**Task brief**. Filter the lines below, keeping each one that holds "walking".

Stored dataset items

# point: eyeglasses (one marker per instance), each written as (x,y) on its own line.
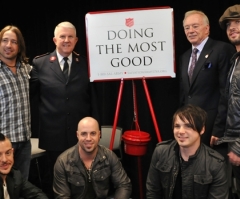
(194,27)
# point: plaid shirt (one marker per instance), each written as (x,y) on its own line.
(14,103)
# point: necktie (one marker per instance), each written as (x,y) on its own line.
(193,63)
(65,67)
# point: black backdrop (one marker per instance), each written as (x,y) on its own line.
(37,23)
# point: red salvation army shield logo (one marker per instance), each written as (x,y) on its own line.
(129,22)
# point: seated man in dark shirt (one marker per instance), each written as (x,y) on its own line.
(87,170)
(185,167)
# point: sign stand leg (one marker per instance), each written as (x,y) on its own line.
(116,115)
(135,117)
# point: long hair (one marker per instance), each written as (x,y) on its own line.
(193,114)
(20,41)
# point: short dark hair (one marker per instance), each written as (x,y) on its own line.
(2,137)
(193,114)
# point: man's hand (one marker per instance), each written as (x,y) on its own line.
(213,141)
(234,159)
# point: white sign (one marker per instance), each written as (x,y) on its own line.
(130,44)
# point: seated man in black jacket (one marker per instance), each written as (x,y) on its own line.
(12,184)
(185,167)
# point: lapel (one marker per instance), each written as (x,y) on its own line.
(10,185)
(185,63)
(206,51)
(55,67)
(74,66)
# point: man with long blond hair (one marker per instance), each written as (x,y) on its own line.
(14,94)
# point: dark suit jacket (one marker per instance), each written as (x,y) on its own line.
(62,105)
(208,83)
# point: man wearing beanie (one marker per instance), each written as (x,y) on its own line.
(230,21)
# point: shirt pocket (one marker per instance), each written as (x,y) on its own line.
(102,178)
(201,186)
(77,184)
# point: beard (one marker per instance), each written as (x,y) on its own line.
(236,41)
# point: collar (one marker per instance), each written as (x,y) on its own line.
(18,64)
(201,45)
(60,57)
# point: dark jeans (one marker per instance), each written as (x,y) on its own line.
(236,173)
(22,157)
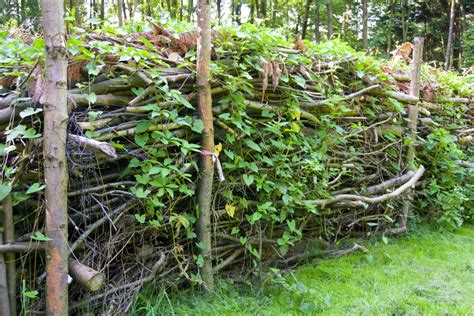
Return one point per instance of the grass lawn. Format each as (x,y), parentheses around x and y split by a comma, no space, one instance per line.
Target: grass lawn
(425,273)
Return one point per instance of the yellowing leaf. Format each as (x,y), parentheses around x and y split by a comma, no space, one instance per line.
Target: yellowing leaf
(230,210)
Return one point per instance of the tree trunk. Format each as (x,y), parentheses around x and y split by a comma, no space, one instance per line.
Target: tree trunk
(389,27)
(330,13)
(4,300)
(102,10)
(190,10)
(405,11)
(305,21)
(449,46)
(274,12)
(55,163)
(204,192)
(9,237)
(415,85)
(120,12)
(174,6)
(219,10)
(365,18)
(317,22)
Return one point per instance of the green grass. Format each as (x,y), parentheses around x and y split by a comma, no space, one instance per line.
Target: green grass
(425,273)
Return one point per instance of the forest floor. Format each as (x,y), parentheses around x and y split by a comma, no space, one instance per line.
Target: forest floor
(427,272)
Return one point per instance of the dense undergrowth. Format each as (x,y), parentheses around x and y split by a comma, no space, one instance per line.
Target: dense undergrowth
(428,272)
(293,139)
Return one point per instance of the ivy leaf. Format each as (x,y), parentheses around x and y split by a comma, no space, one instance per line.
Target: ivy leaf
(142,127)
(198,126)
(140,193)
(40,237)
(29,112)
(179,97)
(292,225)
(230,210)
(141,139)
(35,187)
(91,97)
(248,179)
(92,68)
(253,145)
(5,189)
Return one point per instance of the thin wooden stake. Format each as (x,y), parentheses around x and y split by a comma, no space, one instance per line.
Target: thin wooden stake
(9,237)
(413,118)
(4,300)
(204,194)
(55,163)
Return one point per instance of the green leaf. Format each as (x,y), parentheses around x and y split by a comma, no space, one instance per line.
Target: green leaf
(253,145)
(198,126)
(140,218)
(5,189)
(248,179)
(35,187)
(40,237)
(140,193)
(179,97)
(30,111)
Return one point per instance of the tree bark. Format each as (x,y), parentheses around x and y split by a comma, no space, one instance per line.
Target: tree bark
(9,237)
(4,300)
(120,12)
(449,46)
(204,192)
(389,27)
(365,18)
(55,163)
(415,92)
(405,11)
(413,119)
(330,13)
(317,22)
(305,21)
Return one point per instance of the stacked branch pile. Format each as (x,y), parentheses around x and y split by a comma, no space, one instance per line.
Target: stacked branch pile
(311,144)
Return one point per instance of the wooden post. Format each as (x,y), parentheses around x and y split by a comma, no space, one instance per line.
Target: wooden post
(415,92)
(54,152)
(204,192)
(449,46)
(9,237)
(4,300)
(413,117)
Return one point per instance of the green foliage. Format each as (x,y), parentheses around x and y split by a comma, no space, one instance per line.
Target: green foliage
(389,283)
(445,193)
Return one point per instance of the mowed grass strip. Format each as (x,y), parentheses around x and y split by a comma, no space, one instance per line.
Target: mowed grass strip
(424,273)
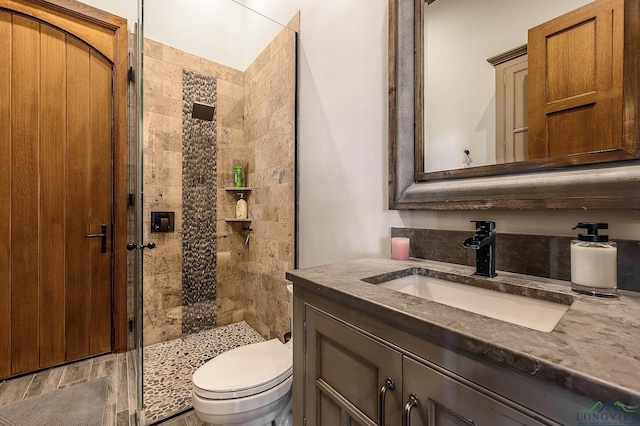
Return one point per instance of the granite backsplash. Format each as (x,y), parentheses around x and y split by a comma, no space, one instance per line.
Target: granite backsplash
(539,255)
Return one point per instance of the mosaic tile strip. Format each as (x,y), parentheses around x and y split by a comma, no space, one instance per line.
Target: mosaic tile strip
(169,366)
(199,195)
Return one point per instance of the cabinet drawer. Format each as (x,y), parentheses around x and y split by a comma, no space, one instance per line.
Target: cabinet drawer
(446,401)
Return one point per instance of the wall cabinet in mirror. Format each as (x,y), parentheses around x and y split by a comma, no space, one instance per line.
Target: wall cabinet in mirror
(598,114)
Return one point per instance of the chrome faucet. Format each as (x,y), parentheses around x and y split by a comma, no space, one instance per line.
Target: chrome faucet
(484,241)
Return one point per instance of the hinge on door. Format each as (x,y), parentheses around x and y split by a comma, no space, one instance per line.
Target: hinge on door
(304,336)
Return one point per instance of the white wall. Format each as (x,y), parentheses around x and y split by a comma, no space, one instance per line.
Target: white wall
(343,141)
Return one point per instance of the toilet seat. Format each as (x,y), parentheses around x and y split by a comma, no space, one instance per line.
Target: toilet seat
(244,371)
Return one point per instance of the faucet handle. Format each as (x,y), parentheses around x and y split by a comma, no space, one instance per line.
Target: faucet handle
(484,225)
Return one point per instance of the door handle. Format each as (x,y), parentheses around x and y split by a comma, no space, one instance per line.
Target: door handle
(388,385)
(411,404)
(102,236)
(132,246)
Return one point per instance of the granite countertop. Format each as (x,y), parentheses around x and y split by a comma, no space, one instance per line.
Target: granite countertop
(594,350)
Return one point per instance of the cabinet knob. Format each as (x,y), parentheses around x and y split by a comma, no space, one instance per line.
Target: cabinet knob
(388,385)
(410,405)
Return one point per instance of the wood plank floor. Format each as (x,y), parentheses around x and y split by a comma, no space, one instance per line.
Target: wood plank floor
(120,405)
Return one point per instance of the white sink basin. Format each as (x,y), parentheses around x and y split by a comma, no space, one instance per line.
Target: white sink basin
(528,312)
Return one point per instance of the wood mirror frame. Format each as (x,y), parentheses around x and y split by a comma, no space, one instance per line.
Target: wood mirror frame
(546,184)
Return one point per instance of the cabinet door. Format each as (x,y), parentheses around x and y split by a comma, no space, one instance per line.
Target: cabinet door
(575,82)
(345,372)
(443,401)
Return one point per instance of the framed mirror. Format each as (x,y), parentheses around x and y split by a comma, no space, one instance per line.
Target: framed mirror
(591,178)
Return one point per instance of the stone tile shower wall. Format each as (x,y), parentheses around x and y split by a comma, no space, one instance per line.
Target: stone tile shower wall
(163,162)
(270,131)
(254,128)
(199,178)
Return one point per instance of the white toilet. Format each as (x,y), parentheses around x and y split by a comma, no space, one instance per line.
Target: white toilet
(247,386)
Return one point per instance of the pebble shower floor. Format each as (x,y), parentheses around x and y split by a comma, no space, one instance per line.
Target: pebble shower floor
(168,366)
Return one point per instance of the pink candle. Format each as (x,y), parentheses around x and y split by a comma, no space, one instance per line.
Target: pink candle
(400,248)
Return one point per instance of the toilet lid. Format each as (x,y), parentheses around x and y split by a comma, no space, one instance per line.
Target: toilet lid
(244,371)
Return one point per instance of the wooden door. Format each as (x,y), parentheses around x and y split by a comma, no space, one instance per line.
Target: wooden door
(56,141)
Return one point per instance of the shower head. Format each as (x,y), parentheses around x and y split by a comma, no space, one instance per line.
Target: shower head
(203,111)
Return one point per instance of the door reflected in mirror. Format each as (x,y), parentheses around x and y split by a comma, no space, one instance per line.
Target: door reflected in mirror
(476,81)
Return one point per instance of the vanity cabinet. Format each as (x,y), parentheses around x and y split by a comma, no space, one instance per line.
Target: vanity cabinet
(351,377)
(353,368)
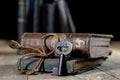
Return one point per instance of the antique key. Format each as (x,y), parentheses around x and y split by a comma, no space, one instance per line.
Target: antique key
(62,48)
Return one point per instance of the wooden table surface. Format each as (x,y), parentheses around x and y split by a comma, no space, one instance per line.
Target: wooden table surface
(109,70)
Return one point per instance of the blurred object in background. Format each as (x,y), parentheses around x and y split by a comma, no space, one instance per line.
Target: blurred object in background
(44,16)
(5,49)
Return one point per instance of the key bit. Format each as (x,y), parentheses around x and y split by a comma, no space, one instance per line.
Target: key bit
(62,48)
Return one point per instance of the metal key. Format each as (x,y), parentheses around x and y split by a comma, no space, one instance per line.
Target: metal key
(62,48)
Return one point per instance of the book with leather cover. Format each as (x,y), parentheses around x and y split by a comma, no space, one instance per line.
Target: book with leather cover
(84,44)
(73,65)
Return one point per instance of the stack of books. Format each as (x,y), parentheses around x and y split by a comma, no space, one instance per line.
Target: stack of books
(89,50)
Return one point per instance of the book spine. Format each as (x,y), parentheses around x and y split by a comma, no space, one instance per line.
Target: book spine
(36,16)
(49,64)
(30,16)
(50,17)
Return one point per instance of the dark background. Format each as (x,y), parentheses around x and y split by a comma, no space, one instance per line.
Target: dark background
(89,17)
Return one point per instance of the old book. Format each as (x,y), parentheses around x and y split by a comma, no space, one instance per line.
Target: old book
(85,44)
(73,65)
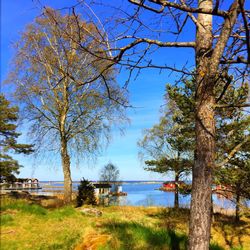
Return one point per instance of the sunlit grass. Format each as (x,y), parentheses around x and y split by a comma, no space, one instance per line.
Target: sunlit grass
(25,225)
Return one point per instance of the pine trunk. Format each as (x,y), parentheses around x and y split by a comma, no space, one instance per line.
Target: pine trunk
(237,207)
(66,171)
(200,214)
(176,193)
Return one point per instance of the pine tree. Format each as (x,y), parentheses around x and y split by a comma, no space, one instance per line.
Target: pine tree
(8,141)
(86,194)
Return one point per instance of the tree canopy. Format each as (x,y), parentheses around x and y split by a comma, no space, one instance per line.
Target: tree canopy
(67,107)
(8,141)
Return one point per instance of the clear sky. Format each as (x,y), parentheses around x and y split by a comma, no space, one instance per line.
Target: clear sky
(146,93)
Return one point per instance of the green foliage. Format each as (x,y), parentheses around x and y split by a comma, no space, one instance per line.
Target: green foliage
(23,206)
(66,241)
(132,234)
(6,219)
(8,141)
(86,194)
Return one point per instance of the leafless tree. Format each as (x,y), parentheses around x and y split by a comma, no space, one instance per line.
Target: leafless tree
(51,74)
(218,34)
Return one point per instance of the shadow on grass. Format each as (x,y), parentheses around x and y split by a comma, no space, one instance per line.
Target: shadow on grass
(230,230)
(132,235)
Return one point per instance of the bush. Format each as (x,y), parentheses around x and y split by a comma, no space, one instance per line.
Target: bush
(86,194)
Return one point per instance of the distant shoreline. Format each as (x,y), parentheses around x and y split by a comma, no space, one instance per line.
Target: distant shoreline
(123,182)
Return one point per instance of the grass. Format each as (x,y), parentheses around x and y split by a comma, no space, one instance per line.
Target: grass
(25,225)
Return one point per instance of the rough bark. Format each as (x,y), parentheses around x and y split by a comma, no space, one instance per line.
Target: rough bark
(200,220)
(66,171)
(176,193)
(237,207)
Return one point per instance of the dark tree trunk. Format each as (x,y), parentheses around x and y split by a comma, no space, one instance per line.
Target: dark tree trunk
(176,193)
(66,171)
(237,207)
(200,214)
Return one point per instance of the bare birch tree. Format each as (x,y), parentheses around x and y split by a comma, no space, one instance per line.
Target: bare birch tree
(51,74)
(218,33)
(220,30)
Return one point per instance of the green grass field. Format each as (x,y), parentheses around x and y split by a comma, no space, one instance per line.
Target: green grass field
(25,225)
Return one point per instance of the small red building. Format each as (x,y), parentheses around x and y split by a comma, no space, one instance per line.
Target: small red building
(171,185)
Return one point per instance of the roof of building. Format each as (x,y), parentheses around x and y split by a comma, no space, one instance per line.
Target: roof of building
(102,185)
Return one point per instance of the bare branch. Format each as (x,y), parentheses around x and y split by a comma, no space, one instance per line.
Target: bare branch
(182,7)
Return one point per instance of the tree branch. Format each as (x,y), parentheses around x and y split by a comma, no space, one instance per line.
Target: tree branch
(232,153)
(182,7)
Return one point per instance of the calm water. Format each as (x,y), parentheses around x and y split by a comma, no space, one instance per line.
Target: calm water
(141,194)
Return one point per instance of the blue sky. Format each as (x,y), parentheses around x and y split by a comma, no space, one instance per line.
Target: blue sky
(146,93)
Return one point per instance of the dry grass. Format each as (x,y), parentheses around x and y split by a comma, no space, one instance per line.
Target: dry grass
(29,226)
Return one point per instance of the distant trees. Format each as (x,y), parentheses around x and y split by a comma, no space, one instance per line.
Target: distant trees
(218,34)
(8,140)
(171,142)
(235,173)
(109,173)
(86,193)
(66,98)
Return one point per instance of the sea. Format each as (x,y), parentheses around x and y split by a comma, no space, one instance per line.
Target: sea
(143,193)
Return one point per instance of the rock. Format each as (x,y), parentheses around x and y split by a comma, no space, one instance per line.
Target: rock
(91,211)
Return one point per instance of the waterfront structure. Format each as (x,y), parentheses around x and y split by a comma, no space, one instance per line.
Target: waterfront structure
(21,184)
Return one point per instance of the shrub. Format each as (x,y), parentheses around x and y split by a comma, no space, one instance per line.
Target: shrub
(86,194)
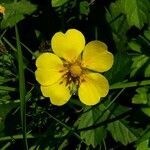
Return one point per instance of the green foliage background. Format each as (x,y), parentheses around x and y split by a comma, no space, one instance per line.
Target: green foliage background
(120,121)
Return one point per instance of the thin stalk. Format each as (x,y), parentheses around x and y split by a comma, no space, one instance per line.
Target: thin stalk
(129,84)
(6,88)
(16,137)
(21,88)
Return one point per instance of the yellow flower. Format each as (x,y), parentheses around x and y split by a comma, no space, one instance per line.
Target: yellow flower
(74,64)
(2,9)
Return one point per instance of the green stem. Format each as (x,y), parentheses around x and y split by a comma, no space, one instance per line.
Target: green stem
(129,84)
(21,88)
(15,137)
(6,88)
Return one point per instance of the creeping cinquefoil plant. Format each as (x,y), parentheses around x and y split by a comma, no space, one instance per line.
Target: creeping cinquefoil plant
(74,64)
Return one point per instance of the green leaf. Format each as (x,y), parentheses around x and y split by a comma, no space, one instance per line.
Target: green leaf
(146,110)
(16,12)
(143,145)
(138,63)
(141,97)
(4,110)
(121,132)
(117,73)
(137,12)
(118,23)
(135,46)
(84,8)
(94,136)
(58,3)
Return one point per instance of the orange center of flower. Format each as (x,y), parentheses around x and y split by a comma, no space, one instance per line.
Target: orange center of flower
(75,70)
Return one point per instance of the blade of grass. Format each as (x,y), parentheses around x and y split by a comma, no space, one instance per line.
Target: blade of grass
(21,88)
(6,88)
(129,84)
(16,137)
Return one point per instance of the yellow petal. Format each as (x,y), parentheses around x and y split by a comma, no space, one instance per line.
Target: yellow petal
(92,88)
(96,57)
(48,69)
(68,45)
(48,60)
(58,93)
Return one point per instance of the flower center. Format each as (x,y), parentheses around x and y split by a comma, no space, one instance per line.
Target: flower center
(75,70)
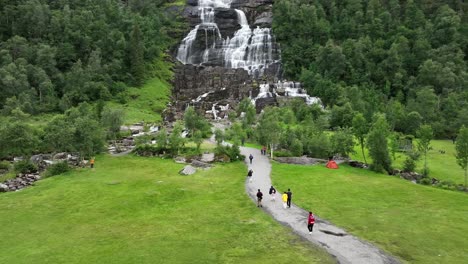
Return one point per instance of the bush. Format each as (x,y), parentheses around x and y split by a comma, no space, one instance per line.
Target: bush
(232,152)
(425,181)
(57,169)
(147,150)
(297,148)
(25,166)
(409,164)
(282,153)
(4,165)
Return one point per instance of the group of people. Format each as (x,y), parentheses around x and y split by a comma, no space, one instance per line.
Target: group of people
(286,196)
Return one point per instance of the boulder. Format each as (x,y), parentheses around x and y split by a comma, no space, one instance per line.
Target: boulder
(60,155)
(188,170)
(200,164)
(208,157)
(3,187)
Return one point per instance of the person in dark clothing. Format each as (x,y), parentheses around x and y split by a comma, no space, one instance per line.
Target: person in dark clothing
(272,193)
(259,198)
(289,193)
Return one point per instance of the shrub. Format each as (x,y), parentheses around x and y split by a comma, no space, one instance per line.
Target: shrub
(233,152)
(4,165)
(282,153)
(25,166)
(147,150)
(57,169)
(297,148)
(425,181)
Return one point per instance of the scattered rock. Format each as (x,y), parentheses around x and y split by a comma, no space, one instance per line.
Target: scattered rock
(188,170)
(299,160)
(208,157)
(200,164)
(180,160)
(20,182)
(357,164)
(3,187)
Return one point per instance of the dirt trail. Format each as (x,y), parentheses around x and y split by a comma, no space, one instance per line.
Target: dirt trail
(345,247)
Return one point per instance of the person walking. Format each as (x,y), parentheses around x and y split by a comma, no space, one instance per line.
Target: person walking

**Worked solution**.
Return one point per instance of the person walking. Format each as (x,y), parentheses around x and y split by a comma, no space, one instance per line.
Target: person walking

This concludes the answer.